Отрывок для чтения -
%%
Черное млеко рассвета мы пьем тебя ночью мы пьем тебя днем смерть старый немецкий маэстро…

Сходным образом стихотворение Пауля Целана «Пересчитай миндаль…», написанное в середине 1950-х годов, отвечает на вопрос о языковой самоидентификации поэта, поставленный Бахман в раннем, но чрезвычайно важном стихотворении «Как мое имя?» (1952). А своим более поздним стихотворением «Нити солнца» (конец 1960-х) Целан выделяет и комментирует один из аспектов стихотворения Бахман «Мысль сердца, в полет!» (1957). Оба поэта затрагивают тему человеческой потребности в «иных» языках, устремленности к ним человеческой мысли.
%%
Задания к выполнению -
• 1. Пожалуйста, выпишите все названия стихотворений, приведенные в кавычках в отрывке о Целане и Бахман.
• 2. Ответьте на вопросы по отрывку о Целане и Бахман:
(a) Когда было написано стихотворение «Пересчитай миндаль…»?
(b) Каким годом датировано стихотворение «Как мое имя?»?
(c) Какую тему затрагивают оба поэта?
Записи взяты из другого источника.

Сохраненные записи -
%%
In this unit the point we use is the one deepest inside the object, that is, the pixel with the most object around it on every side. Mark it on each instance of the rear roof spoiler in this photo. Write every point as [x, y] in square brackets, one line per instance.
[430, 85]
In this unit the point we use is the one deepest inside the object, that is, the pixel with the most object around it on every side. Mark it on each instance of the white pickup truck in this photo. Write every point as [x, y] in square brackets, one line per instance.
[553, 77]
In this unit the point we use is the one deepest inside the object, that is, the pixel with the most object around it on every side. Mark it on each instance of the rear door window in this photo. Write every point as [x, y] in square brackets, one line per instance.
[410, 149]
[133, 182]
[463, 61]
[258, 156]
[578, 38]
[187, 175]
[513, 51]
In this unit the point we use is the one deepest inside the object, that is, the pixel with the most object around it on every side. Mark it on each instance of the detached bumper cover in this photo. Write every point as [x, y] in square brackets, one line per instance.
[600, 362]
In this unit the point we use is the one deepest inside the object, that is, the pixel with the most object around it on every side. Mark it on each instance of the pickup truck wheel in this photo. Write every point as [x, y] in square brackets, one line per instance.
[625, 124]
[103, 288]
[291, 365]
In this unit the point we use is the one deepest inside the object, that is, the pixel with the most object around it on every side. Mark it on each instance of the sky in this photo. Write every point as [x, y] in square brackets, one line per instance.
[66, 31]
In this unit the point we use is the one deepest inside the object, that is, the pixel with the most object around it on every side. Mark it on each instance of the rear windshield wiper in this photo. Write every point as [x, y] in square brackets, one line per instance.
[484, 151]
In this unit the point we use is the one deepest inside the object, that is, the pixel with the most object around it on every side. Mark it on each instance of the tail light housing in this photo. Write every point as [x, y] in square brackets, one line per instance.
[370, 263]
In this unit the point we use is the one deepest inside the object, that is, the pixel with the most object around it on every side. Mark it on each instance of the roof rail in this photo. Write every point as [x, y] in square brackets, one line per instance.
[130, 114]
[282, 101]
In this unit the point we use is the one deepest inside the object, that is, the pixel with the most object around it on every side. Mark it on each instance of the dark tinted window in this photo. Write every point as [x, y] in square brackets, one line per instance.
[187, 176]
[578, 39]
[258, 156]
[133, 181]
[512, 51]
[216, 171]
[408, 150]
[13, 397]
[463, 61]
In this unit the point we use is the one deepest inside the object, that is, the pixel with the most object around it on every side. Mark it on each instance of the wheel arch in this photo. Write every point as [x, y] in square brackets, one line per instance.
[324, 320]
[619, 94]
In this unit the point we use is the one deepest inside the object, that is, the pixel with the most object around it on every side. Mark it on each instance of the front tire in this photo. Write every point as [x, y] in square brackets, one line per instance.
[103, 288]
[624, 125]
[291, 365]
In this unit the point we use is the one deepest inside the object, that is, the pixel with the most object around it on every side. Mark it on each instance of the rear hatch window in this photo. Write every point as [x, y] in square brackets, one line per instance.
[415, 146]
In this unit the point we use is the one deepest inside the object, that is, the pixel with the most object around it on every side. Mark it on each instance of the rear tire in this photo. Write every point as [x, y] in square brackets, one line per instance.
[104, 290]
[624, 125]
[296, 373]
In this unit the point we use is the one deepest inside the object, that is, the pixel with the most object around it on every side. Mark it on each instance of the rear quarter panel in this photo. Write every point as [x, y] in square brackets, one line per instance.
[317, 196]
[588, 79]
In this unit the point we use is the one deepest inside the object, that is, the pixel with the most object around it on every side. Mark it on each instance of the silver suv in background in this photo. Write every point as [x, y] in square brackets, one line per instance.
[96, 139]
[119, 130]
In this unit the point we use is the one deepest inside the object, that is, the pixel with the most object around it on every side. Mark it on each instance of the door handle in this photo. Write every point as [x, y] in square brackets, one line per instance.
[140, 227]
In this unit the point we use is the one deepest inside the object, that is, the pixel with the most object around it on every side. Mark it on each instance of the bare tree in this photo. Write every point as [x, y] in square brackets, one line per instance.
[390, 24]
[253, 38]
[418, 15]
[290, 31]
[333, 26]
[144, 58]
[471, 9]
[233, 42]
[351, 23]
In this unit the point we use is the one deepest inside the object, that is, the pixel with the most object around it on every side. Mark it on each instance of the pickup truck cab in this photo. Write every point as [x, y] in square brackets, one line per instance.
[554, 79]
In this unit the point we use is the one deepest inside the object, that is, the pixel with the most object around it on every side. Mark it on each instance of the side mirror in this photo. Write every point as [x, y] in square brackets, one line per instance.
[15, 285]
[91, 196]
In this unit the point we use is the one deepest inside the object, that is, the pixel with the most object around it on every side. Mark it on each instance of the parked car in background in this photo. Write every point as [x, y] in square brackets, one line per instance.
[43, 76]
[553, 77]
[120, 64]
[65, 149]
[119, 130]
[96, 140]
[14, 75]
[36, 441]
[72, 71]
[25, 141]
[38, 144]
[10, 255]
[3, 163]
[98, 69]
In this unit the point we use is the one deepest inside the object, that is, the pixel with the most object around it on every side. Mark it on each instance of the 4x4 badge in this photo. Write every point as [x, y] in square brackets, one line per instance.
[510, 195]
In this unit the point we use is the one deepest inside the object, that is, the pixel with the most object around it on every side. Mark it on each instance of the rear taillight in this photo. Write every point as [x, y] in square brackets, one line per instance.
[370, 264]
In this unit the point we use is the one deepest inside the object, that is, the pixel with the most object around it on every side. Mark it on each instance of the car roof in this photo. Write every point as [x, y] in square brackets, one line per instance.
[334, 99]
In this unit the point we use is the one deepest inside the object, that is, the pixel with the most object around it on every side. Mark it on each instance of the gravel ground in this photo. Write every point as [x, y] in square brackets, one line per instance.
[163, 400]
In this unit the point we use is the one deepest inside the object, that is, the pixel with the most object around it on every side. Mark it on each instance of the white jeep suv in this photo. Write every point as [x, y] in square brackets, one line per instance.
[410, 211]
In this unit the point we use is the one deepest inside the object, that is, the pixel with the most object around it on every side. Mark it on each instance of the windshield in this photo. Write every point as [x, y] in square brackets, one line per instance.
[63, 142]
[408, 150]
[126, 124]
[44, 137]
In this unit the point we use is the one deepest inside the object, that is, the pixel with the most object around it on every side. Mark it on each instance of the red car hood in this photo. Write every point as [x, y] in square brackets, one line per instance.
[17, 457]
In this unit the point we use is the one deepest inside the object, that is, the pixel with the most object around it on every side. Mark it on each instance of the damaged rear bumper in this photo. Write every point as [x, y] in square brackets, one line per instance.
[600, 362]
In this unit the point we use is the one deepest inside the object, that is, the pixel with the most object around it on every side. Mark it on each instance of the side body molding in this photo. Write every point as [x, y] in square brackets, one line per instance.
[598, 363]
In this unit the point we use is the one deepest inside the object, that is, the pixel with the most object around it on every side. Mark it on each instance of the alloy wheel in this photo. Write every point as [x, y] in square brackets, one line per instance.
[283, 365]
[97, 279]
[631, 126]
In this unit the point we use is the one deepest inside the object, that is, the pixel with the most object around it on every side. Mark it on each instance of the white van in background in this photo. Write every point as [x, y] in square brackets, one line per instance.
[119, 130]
%%
Ответы по заданиям -
• 1.
«Пересчитай миндаль…»
«Как мое имя?»
«Нити солнца»
«Мысль сердца, в полет!»

• 2.
(a) В середине 1950-х годов.
(b) 1952 годом.
(c) Тему человеческой потребности в «иных» языках, устремленности к ним человеческой мысли.